**** Material for this task

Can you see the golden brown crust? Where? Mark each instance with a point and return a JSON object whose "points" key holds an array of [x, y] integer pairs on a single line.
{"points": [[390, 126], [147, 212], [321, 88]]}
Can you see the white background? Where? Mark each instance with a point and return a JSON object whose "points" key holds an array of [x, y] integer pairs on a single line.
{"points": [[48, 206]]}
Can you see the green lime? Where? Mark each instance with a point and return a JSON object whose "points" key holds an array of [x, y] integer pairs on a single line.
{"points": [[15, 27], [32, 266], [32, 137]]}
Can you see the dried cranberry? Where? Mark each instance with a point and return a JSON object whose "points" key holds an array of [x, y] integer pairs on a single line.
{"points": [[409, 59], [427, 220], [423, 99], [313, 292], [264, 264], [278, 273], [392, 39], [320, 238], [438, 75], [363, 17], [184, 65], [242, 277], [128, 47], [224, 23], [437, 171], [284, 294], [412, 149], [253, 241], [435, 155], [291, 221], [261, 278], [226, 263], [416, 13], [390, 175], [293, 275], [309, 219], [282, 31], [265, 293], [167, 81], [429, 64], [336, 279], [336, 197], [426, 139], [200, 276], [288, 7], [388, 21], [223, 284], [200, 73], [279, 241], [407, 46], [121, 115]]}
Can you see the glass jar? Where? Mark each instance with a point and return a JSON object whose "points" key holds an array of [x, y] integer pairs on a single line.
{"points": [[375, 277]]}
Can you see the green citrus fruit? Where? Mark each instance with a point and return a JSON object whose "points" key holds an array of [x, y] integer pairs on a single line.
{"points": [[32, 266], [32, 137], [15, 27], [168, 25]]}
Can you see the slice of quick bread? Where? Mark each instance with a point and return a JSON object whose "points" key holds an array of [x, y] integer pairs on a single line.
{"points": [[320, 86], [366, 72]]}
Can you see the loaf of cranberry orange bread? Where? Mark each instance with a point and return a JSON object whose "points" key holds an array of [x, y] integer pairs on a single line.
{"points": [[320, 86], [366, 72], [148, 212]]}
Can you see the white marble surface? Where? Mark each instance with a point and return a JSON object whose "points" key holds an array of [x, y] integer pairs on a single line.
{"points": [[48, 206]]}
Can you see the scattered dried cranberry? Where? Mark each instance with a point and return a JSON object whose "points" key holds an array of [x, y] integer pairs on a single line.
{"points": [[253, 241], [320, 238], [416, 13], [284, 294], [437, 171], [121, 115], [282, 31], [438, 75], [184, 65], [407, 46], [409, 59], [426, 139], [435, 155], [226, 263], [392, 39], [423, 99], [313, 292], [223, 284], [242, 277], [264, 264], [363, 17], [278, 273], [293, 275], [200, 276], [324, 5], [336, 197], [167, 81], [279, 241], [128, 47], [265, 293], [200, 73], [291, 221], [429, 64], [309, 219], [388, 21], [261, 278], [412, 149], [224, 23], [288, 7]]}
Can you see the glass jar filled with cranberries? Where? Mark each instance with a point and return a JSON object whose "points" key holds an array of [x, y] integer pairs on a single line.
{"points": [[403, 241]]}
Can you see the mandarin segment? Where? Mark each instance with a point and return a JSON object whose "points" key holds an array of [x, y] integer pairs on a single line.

********

## What is required:
Reproduce the rows verbatim, starting with the line that contains "Can you see the scattered" and ending with the last line of the rows, including both.

## Correct result:
Can you see the scattered dried cranberry? Where? Mark each instance with a point and return a JSON object whose "points" key holds an array of [x, y] integer pairs on a single line.
{"points": [[253, 241], [320, 238], [416, 13], [284, 294], [437, 171], [121, 115], [282, 31], [438, 75], [184, 65], [407, 46], [409, 59], [426, 139], [435, 155], [226, 263], [392, 39], [423, 99], [313, 292], [223, 284], [242, 277], [264, 264], [363, 17], [278, 273], [293, 275], [200, 276], [324, 5], [336, 197], [167, 81], [279, 241], [128, 47], [265, 293], [200, 73], [291, 221], [429, 64], [309, 219], [388, 21], [261, 278], [412, 149], [224, 23], [288, 7]]}
Can you see the glass jar filled with cranberries? Where? Mark each instance with a point and return a JSON object whose "points" key holds an array of [x, y] integer pairs on a single line.
{"points": [[403, 241]]}
Can you see the mandarin segment? Where? Mark each instance with a point and return a JSON object whose "points" key holds an array of [x, y] integer pairs on a single line.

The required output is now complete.